- WHAT TO WORK ON -
Starting with the line that contains "colored sheep in this photo." and stopping after the line that contains "fleece in this photo.", return each line below exactly as written, with no others.

- THE INPUT -
------

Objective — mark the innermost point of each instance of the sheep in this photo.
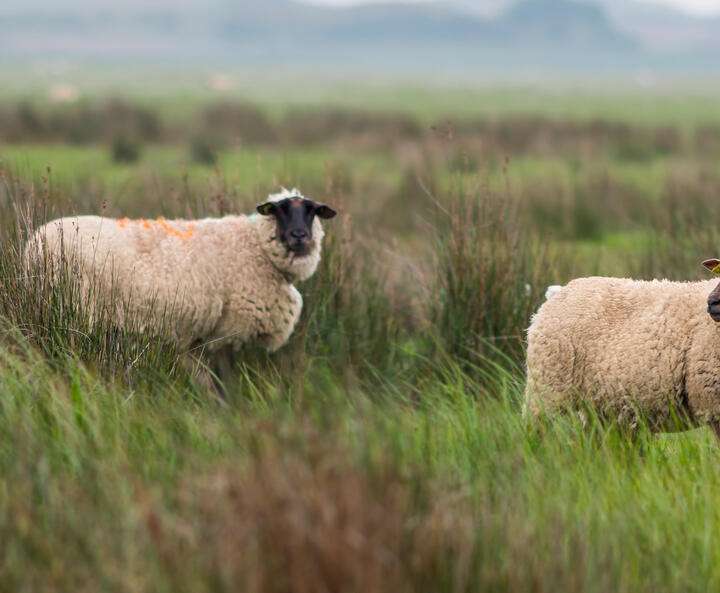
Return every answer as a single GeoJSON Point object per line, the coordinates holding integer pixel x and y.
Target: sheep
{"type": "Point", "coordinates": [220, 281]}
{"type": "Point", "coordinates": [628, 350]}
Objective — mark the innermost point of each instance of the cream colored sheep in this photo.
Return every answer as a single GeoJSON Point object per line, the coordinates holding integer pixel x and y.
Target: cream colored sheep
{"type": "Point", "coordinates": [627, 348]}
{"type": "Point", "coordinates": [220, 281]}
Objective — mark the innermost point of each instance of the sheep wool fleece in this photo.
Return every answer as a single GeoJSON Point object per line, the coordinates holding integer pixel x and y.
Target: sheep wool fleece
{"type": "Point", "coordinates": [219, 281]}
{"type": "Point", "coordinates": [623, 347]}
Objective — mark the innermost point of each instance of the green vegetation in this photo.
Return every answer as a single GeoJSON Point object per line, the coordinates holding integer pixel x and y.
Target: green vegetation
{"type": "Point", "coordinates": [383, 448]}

------

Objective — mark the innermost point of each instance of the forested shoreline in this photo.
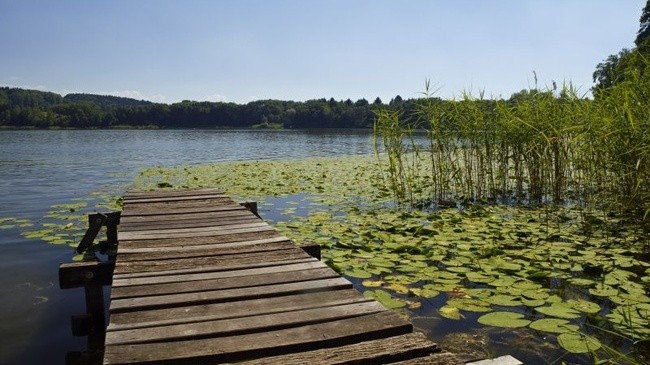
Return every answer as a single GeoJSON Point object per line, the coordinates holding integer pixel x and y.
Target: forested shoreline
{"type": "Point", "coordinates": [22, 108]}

------

- TASK RESPONSE -
Objective — mark the innermost point of each instance of the cream colored sheep in this photo.
Return every answer as a single GeoJSON Point object per line, the coordinates holding integer pixel x and y.
Target: cream colored sheep
{"type": "Point", "coordinates": [627, 348]}
{"type": "Point", "coordinates": [220, 281]}
Objective — mark the innermost point of each instance of the sheep wool fleece in this photo.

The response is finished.